* [Task instructions] Output the data below in full, byte for byte. Nothing may differ.
———
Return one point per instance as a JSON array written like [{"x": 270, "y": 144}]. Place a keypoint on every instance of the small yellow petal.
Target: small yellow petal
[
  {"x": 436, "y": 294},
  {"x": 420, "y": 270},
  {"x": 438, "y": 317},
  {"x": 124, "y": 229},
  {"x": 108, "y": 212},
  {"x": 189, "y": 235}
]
———
* [Answer to this problem]
Return one point per instance as a JSON array written like [{"x": 270, "y": 144}]. Place a keypoint on every instance of the small yellow petal.
Target: small yellow petal
[
  {"x": 436, "y": 294},
  {"x": 420, "y": 270},
  {"x": 438, "y": 317},
  {"x": 124, "y": 229},
  {"x": 108, "y": 212},
  {"x": 189, "y": 235}
]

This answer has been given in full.